Belge bölümü:
--- --- ---

Levent RASİM
Konu: Patlamadan sonra hayret ve dehşet içinde donup kaldık.
Buz Bulgaristan’da yaşıyorsak Bulgarlarla ortak hassasiyetimiz olmalıdır. Bu işlerin içinden zor çıkarız. Bana ve tanıdıklarıma öyle geliyor ki, Bulgaristan siyaseti derin derin düşünülen ve memleket ve halkın çıkarlarının göz önünde bulundurulduğu karar merkezlerinde değil, yolda, içkide, ziyafetlerde ya da eğlence mekânlarında alınıyor. Bu gidiş gidiş değildir.
10 Aralıkta Şumnu’ya bağlı Hitrino’da 14 doğal gaz sarnıcı yüklü bir tren katarında meydana gelen patlama, Deliorman’ı baştanbaşa sarstı. Bulgarların da yaşadığı bir Türk köyünde evlerin üçte birinin, tren garı, muhtarlık, okul, sağlık merkezi, fırın ve dükkânların bir patlamada yerle bir olması hepimizi çok korkuttu. Yardım etmek için arabalarımıza atladık patlama merkezine koştuk. Salmadılar, jandarma köyü kuşatmış. Ölüler bir yere toplanmış, yaralılar Varna ve Şumen hastanelerine nakledilmiş, yaşlılar ve çocuklu kadınlar devletin ilk yardım ve sığınma merkezlerine yerleştirilmişti. Asker arkadaşım Denizi aradım, çünkü evleri tren garına yakındı. Öğrendim ki yüzü, kulakları, gözleri tamamen yanmış kül olmuştu. Şumnu’da Ercan’a rastladım, onun da evi yerle bir olmuş. 18 yaşından beri İngiltere’de gurbetçiydi. 6 yılda topladığı parayla yaptırmıştı evini.

--- --- ---

Görev listesi:
[a] Hitrino patlaması metninde patlamada yerle bir olduğu söylenen yerleri sırala.
[b] Hitrino patlaması metnini son cümlesinden sonra sürdürerek yaz.
Buradaki malzemeye gerek yoktur.

Gösterilen bilgiler:
--- --- ---

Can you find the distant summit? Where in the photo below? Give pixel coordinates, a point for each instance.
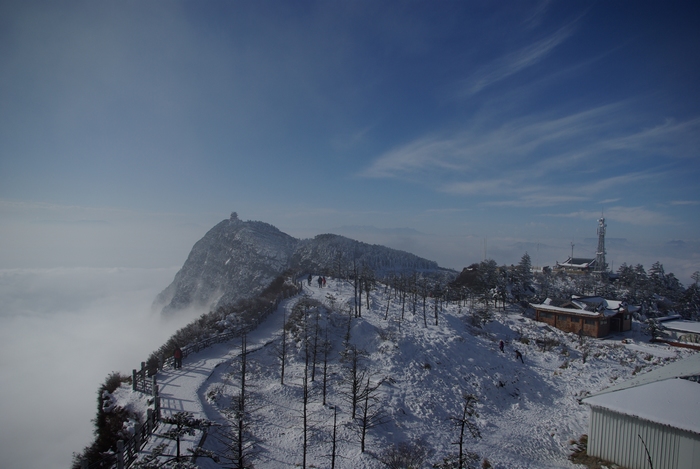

--- --- ---

Görev sonuçları:
[a] Evlerin üçte biri, tren garı, muhtarlık, okul, sağlık merkezi, fırın ve dükkânlar.

[b]
“Bizim köyden köy olmaz artık kardeş” diyor. İnsanlar öyle korkmuşlar ki patlamadan, yangından, infilakın zincirleme üzerlerine gelmesinden. 14 sarnıcın hepsi toplasa Deliorman’ın yarısı yanardı. Toptan evsiz, köysüz, kasabasız, yurtsuz kalırdık. 60 metre küplük sarnıçların hepsi raydan çıkmış ve köyün içine doğru kıyıya vurmuş balık gibi uzamışlar. Sular zehirlenmiş, yollar derin bomba çukuru, köy kuşatılmış, sığırlar ahırlardan bağırabildikleri kadar bağlıyorlar, yuları koparak köyden kaçmış, ot, yem su veren yok. Koyunlar sayalara serilmiş kalmış. Köy çöplük, kabristanlık kokuyor. Tablo, İkinci Dünya Savaşında Nazi ya da Rus uçaklarının bombalanmış kasabaları andırıyor. Her yer kapkara. Ayakta kalan elektrik direklerine konan karga biler tok. Hayatın öldüğü bir Türk köyümüz.
Güçlükler aşılmaz değildir. Devlet yardım etse, hatta Avrupa Birliği felaketzedelere yardım eli uzatsa, işittiğime göre cep telefonlarından gönderilen SMS’ yerden de 1.5 milyon leva toplanmış, her şeyi yanmış insancıklara en iyi kaynaktan su dağıtsanız ne değişir? Herkesin içindeki tedirginlik, uygusuz gözler, okul kitapları yanmış, soğuktan elleri morarmış çocuklar, hayret ve korku içinde donup kalan insanlara, ailelere, köye arka olacak hiçbir güç yoktur ve olamaz. Almanya ve Rusya ikinci kuşak savaş yaralarını saramıyor. Sokaklar sakat, kör, kolsuz, kulaksız yaşlılarla dolu. Özürlü insanlar içinde yetişen genç kuşak da özürlü yetişiyor.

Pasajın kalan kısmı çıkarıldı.